Dan seorang lelaki yang diluaskan rizkinya oleh Allah dan diberikan
baginya bermacam-macam harta. Maka dia dihadapkan kepada Allah dan Dia
memperkenalkan baginya nikmat-nikmatnya. Lalu Allah bertanya kepadanya:
Apakah yang telah kamu kerjakan untuk mendapatkannya? Dia menjawab:
Tidaklah satu jalan pun yang engkau senangi untuk diinfaqkan harta
padanya kecuali aku menginfakkan harta padanya karena diriMu”. Allah
membantahnya: “Engkau telah berdusta, akan tetapi engkau mengerjakan
perbuatan tersebut agar dikatakan sebagai orang yang dermawan dan hal
tersebut telah katakan bagimu”. Kemudian dirinya digeret di atas
wajahnya kemudian dicampakkan ke dalam api neraka)). Lalu pada saat
hadits ini sampai kepada Mu’awiyah maka diapun menangis dengan
sejadi-jadinya, lalu pada saat dia telah sadar dia berkata: Maha benar
Allah dan Rasul-Nya:
“Barangsiapa yang menghendaki kehidupan
dunia dan perhiasannya, niscaya kami berikan kepada mereka balasan
pekerjaan mereka di dunia dengan Sempurna dan mereka di dunia itu tidak
akan dirugikan”

Informasi yang Diberikan –
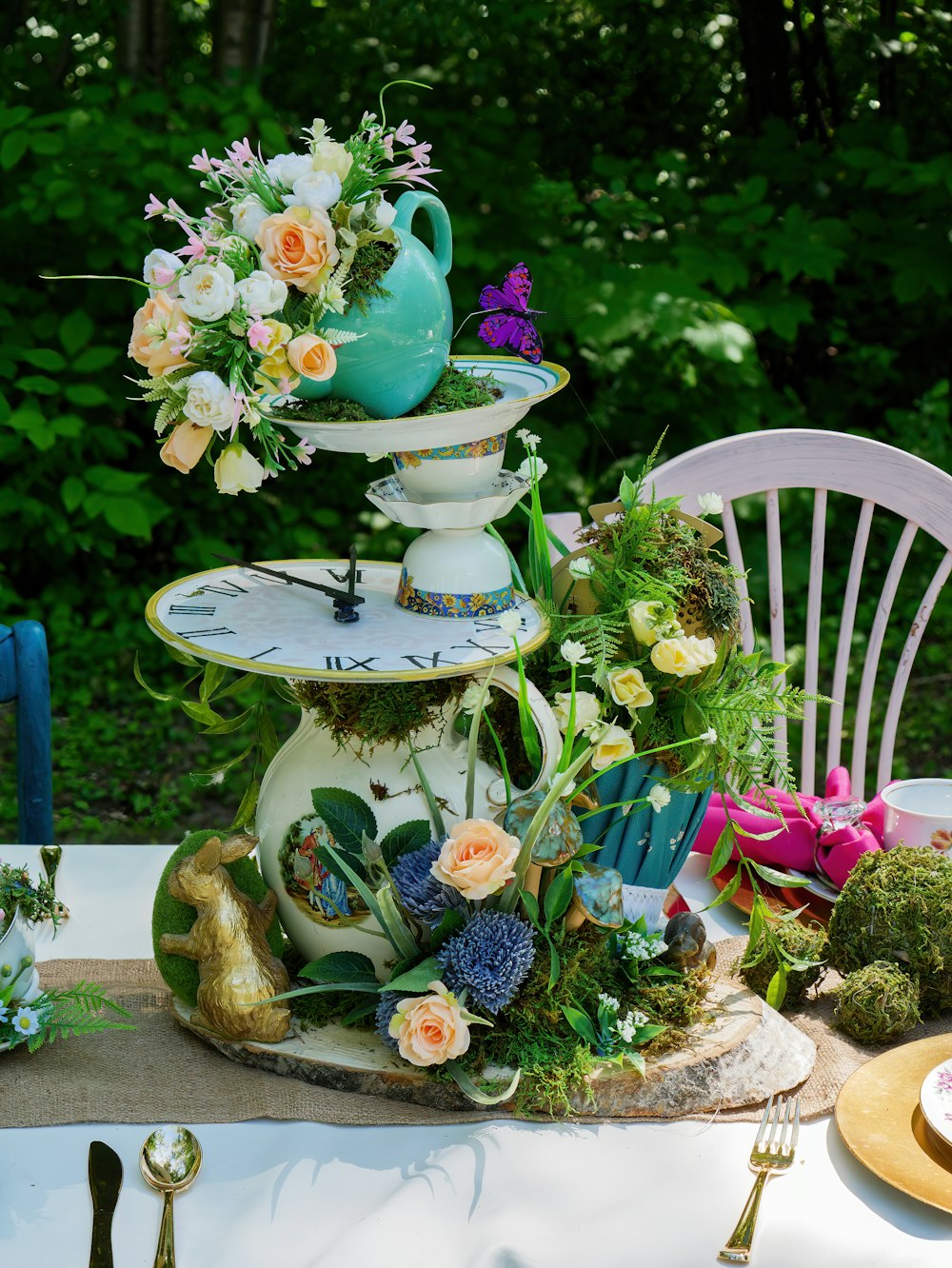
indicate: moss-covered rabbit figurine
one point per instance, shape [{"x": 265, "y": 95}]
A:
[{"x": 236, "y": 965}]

Yang Ditanyakan –
• 1. Jawablah pertanyaan-pertanyaan ini berdasarkan kutipan dokumen:
(a) Selain keluasan rizki, apa yang diberikan Allah kepada lelaki itu?
(b) Menurut bantahan Allah, agar dikatakan sebagai apa lelaki itu berbuat demikian?
(c) Apa yang dilakukan Mu'awiyah ketika hadits ini sampai kepadanya?
• 2. Teruskan kutipan tentang hadits dan tangisan Mu'awiyah mulai dari kalimat terakhirnya.
Daftar tersebut tidak ada hubungannya dengan kutipan dokumen.

Jawaban per Tugas –
• 1.
(a) Bermacam-macam harta.
(b) Sebagai orang yang dermawan.
(c) Dia menangis dengan sejadi-jadinya.

• 2.
“Itulah orang-orang yang tidak memperoleh
di akhirat, kecuali neraka dan lenyaplah di akhirat itu apa yang Telah
mereka usahakan di dunia dan sia-sialah apa yang Telah mereka kerjakan.” (QS. Huud: 15-16)
Perhatikan
dan renungkanlah hadits di atas. Bagaimana seorang ahli al-Qur’an tidak
mendapatkan syafa’at dari al-Qur’an itu sendiri padahal al-Qur’an
memiliki hak untuk dapat member syafa’at bagi mereka yang senantiasa
membacanya dan mengajarkannya? Tidak adanya syafa’at dari al-Qur’an
disebabkan hilangnya keikhlasan pembacanya. Demikian pula dengan pemilik
harta dimana kebaikannya kepada orang lain dan silaturrahimnya tidak
dapat menjadi penolong baginya, disebabkan hilangnya keikhlasan di
dalamnya. Demikian pula keadaannya dengan sang Pejuang yang terbunuh di
medan perang, dimana terbunuhnya dia di sana tidak dapat memberikan
pertolongan baginya di hari kiamat, disebabkan karena pengorbanannya
hampa dari keikhlasan.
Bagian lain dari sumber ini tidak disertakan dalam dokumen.